__What this task involves__.
Reproduce the lines from the one containing "For every instance of the hawk's head, set" up to and including the one containing "[[150, 53]]", substituting "point" for every occurrence of "marker" and leaving everything else unchanged.

__Input records__.
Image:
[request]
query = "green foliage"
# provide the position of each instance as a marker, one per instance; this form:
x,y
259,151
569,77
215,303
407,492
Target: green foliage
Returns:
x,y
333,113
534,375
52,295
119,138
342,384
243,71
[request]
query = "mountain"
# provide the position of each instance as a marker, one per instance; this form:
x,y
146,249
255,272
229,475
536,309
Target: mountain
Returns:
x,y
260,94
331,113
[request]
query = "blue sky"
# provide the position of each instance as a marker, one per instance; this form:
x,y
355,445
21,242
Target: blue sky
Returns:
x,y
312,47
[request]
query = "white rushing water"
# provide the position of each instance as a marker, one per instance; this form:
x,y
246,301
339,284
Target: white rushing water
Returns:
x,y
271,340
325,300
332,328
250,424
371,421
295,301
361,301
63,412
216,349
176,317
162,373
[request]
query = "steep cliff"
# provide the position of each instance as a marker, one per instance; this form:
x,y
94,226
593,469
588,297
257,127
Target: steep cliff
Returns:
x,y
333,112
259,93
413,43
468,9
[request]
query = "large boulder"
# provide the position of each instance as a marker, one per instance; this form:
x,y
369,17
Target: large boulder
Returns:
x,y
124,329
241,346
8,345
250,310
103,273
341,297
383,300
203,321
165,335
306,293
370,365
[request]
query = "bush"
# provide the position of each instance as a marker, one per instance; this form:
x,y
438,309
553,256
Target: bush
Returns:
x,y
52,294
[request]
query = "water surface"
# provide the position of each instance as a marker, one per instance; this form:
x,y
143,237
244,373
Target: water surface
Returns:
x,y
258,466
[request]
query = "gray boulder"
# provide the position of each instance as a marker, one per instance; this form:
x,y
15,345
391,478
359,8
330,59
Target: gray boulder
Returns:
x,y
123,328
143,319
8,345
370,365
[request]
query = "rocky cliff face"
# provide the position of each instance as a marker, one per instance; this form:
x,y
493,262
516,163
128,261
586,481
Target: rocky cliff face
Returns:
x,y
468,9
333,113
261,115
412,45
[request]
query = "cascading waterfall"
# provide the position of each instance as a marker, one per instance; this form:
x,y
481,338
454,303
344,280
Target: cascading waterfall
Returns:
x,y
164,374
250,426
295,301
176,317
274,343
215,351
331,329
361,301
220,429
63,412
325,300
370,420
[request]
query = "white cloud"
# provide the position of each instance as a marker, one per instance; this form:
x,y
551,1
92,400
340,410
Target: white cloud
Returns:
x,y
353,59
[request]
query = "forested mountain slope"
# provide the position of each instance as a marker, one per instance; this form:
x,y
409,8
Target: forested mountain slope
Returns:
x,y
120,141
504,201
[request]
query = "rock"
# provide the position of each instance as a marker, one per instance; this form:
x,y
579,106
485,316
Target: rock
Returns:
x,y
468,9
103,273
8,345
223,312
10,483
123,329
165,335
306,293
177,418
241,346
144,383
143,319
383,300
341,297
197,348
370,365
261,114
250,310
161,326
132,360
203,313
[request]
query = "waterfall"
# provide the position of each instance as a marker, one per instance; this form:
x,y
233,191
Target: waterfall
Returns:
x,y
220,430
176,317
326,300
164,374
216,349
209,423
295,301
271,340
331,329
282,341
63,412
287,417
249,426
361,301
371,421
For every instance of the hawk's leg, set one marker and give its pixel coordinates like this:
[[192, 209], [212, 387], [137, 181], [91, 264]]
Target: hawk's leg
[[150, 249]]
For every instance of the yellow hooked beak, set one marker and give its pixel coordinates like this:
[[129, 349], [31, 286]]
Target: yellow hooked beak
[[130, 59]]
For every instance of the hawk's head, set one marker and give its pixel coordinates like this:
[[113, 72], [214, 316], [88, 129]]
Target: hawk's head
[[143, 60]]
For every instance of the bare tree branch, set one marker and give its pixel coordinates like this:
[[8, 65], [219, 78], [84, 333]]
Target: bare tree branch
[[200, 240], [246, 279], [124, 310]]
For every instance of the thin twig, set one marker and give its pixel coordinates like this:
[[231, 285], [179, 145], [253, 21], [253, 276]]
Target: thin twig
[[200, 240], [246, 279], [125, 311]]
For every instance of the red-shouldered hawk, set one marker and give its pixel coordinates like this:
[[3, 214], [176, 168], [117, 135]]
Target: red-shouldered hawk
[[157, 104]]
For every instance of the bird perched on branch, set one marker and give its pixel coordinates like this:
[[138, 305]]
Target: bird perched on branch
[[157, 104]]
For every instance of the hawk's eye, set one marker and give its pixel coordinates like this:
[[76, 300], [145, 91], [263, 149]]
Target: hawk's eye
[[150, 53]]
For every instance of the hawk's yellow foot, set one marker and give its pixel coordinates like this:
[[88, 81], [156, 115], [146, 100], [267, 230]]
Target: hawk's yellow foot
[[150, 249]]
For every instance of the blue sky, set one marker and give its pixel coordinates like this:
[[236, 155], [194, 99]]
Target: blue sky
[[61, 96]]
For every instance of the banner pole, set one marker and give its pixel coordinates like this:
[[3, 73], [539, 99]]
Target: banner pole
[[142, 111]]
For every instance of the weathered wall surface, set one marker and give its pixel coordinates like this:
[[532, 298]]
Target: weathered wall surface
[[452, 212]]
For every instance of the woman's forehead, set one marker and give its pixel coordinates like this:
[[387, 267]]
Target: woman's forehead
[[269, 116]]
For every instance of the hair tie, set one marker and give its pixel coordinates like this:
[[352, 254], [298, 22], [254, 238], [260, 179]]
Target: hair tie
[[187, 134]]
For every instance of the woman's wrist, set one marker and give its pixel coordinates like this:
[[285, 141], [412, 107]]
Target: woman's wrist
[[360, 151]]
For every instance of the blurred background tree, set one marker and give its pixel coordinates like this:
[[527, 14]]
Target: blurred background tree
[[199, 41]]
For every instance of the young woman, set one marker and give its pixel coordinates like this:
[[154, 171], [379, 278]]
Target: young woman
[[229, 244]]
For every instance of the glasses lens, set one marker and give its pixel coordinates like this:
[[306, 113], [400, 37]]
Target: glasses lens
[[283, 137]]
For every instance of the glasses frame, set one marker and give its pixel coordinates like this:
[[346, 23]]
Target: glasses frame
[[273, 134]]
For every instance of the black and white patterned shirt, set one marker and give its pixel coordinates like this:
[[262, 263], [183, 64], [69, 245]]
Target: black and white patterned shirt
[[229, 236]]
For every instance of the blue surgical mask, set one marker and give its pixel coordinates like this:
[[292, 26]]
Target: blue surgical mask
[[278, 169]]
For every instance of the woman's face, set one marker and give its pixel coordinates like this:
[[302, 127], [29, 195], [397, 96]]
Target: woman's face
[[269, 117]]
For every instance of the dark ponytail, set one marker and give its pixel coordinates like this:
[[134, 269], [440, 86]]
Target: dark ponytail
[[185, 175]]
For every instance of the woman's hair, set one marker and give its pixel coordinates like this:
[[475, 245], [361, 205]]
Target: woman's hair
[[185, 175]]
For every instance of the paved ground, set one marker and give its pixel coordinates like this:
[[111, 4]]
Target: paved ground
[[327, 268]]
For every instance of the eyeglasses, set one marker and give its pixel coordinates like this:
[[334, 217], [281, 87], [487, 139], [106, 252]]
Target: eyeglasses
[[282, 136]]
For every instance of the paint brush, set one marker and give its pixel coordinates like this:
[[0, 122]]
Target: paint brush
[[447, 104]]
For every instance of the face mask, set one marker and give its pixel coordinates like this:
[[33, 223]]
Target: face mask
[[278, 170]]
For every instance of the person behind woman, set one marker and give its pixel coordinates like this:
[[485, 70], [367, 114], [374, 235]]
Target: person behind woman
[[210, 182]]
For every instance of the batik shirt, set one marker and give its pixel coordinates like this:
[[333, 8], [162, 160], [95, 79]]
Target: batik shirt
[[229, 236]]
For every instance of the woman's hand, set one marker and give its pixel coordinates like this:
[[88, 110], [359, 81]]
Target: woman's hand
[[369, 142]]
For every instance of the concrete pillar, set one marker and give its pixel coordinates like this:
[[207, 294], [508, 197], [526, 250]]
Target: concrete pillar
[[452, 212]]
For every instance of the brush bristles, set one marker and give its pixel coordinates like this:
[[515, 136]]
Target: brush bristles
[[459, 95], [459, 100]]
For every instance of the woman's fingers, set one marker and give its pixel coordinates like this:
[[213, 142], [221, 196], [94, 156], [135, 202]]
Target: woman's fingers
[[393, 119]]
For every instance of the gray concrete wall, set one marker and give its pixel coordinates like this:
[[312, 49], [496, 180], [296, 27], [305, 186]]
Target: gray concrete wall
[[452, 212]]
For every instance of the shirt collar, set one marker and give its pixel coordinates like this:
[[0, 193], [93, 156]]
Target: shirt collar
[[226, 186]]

__Correct response__.
For every instance of the hawk's head, set one point and give its pixel coordinates like this:
[[113, 72], [214, 316], [88, 129]]
Target: hawk's head
[[143, 60]]
For every instance of the bare tree branch, set one point and give its pixel coordinates like this:
[[8, 65], [219, 78], [84, 333]]
Target: bare tree branch
[[200, 240], [246, 279], [124, 310]]
For every instance of the thin twig, set one point and give its pixel coordinates like this:
[[231, 285], [179, 145], [253, 21], [253, 276]]
Target: thin twig
[[200, 240], [246, 279], [125, 311]]
For every instance of the red-shouldered hawk, set one point and give its pixel coordinates like this:
[[3, 214], [176, 168], [117, 135]]
Target: red-shouldered hawk
[[157, 104]]
For every instance of the bird perched on branch, set one point and give its pixel coordinates like this:
[[138, 305]]
Target: bird perched on branch
[[157, 104]]
For every instance of the hawk's eye, set one point and give its pixel coordinates like this:
[[76, 300], [145, 91], [263, 149]]
Target: hawk's eye
[[150, 53]]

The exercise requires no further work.